## Start SELECTED TEXT

Though HBO documentaries have lost their leading light and some of their luster, I enjoyed an evening’s double feature of two of their latest.  Western Stars (MC-80, HBO) is the filmed accompaniment to Bruce Springsteen’s latest album, and while I am not as over-the-top enthusiastic about this as I was about the solo show Springsteen on Broadway, it was nice to see him fronting a 30-piece orchestra in the loft of a big old barn on his property, interspersed with him doing intros to the songs on location in the desert.  This concert film offers familiarity and novelty in delightful combination, in the characteristic manner of the Boss.

Natalie Wood: What Remains Behind (MC-68, HBO) is very much a family affair, produced by and featuring her daughter, Natasha Gregson Wagner, who interviews her sisters, father, stepfather, and Natalie’s friends, covering her short life and long career through film clips, recorded interviews, and private photos. The film would like to put to rest questions about Natalie’s mysterious drowning death, but is more successful in refreshing the appeal of her work, which will have me looking for a couple of old favorites, and a couple of her films that I’ve never seen.

## End SELECTED TEXT

## WHAT IS ASKED
1/ In the review of the HBO documentaries, list everyone Natasha Gregson Wagner interviews in the film about her mother.
2/ Quote the passage from the review of the HBO documentaries starting with "Natalie Wood: What" and going on through "I’ve never seen.".
The lines that come after this review have no connection to it.

## Start GIVEN INFORMATION

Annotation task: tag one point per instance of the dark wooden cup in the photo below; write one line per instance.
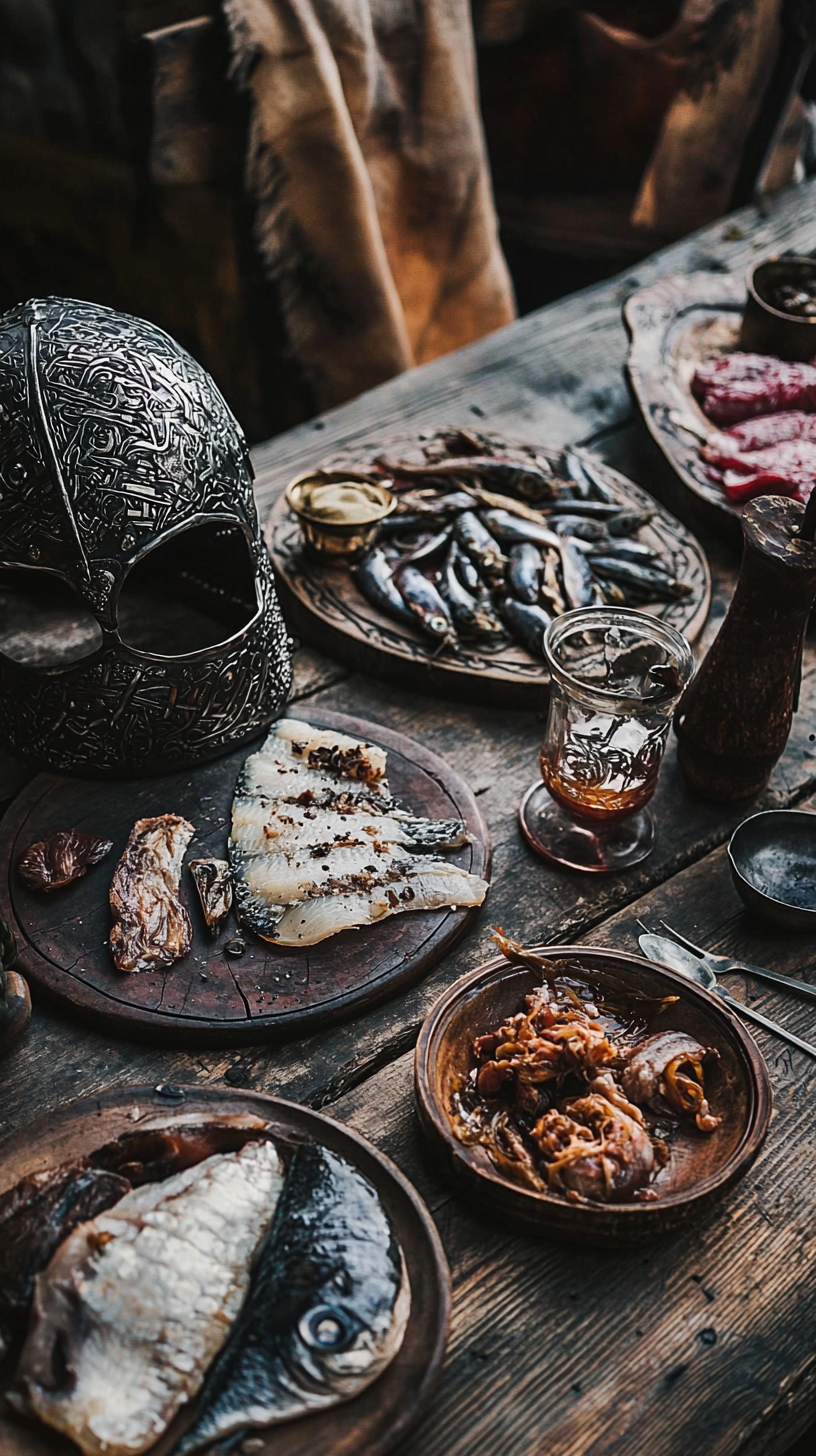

## End GIVEN INFORMATION

## FINAL RESULTS
1/ Her sisters, her father, her stepfather, and Natalie's friends

2/
Natalie Wood: What Remains Behind (MC-68, HBO) is very much a family affair, produced by and featuring her daughter, Natasha Gregson Wagner, who interviews her sisters, father, stepfather, and Natalie’s friends, covering her short life and long career through film clips, recorded interviews, and private photos. The film would like to put to rest questions about Natalie’s mysterious drowning death, but is more successful in refreshing the appeal of her work, which will have me looking for a couple of old favorites, and a couple of her films that I’ve never seen.